> **ASSIGNMENT**: Starting at the line with "field in the photo above." and ending at the line with "Point to the snowman face.", print exactly the lines of the entries below. Pictures do not belong in the copy.

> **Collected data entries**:
[Start of Attachment]

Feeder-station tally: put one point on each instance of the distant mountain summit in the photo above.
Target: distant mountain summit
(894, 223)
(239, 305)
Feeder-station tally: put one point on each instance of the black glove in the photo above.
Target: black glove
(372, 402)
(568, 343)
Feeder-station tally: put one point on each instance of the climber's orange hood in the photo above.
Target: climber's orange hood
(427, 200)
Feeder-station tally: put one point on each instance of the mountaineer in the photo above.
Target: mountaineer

[End of Attachment]
[Start of Attachment]

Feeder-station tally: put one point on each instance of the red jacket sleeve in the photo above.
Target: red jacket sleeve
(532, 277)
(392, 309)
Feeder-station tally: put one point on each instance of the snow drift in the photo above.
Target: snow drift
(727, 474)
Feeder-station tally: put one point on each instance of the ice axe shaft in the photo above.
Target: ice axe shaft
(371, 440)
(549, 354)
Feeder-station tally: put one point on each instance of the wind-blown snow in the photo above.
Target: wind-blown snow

[End of Attachment]
[Start of Attachment]

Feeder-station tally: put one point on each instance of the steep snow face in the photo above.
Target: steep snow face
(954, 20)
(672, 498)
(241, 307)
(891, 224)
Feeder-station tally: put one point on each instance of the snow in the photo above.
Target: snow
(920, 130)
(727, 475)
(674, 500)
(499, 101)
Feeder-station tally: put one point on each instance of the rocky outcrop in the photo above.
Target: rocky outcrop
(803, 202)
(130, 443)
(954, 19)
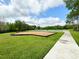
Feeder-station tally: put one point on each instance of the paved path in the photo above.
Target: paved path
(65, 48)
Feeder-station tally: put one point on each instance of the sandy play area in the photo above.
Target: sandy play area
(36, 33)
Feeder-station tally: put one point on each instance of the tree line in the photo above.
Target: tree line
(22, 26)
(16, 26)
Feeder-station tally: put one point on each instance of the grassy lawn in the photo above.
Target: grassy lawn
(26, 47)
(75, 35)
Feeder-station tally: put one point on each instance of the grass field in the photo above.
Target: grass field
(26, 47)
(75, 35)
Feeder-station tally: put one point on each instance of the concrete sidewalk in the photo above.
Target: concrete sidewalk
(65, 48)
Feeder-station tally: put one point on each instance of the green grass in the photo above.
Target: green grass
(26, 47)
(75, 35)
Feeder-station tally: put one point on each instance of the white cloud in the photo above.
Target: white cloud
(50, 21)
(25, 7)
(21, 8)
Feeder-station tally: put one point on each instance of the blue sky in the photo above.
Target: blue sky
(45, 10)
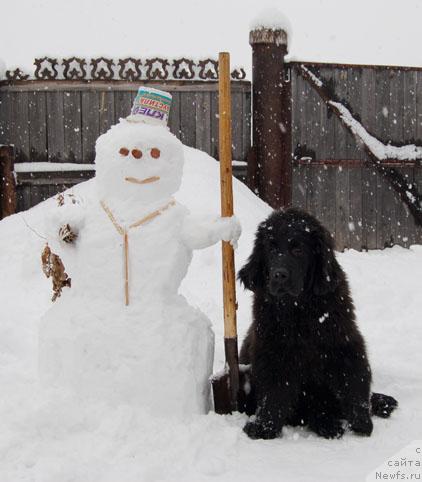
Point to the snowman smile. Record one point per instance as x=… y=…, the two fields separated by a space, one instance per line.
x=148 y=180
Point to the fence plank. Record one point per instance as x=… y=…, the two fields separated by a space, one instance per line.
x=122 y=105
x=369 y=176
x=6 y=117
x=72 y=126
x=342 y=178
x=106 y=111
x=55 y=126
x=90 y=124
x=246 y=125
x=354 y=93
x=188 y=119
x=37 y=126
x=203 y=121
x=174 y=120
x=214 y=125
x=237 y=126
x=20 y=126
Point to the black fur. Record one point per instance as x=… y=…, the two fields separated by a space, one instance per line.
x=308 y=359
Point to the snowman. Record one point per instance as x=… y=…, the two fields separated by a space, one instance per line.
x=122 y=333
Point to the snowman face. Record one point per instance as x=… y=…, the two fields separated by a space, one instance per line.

[End of Attachment]

> **ANSWER SECTION**:
Feeder-station tally: put one point on each instance of the grass field in the photo above.
Target: grass field
(26, 47)
(75, 35)
Feeder-station tally: put one point on each instance of the concrete sidewalk in the photo above.
Target: concrete sidewalk
(65, 48)
Feeder-station tally: put one point on each instance of the green grass in the photo above.
Target: green grass
(26, 47)
(75, 35)
Feeder-station tally: put one point on each instance of the white cloud in the photo above.
Target: white cloud
(50, 21)
(25, 7)
(21, 8)
Feeder-station tally: put one point on each instance of the blue sky in the photo above.
Target: blue sky
(45, 10)
Point to the snowman smile. Record one point per instance as x=… y=…, the two fields separated by a space, one instance per line.
x=148 y=180
Point to the fence plank. Record one point per instance as x=… y=…, the two fields separated by a space, one instance per line.
x=122 y=105
x=369 y=176
x=6 y=117
x=72 y=126
x=342 y=178
x=106 y=111
x=55 y=126
x=90 y=124
x=246 y=125
x=354 y=93
x=188 y=119
x=37 y=126
x=203 y=121
x=174 y=120
x=214 y=125
x=237 y=126
x=20 y=126
Point to the black fur. Record one point per instance as x=… y=…, the two fields separated by a space, one instance per line.
x=308 y=359
Point to the snowman. Record one point per instance as x=… y=…, the two fields separated by a space, one instance per line.
x=122 y=333
Point to the snowman face. Record one point per instance as x=… y=…, the two fields separated by a space, one instance per line.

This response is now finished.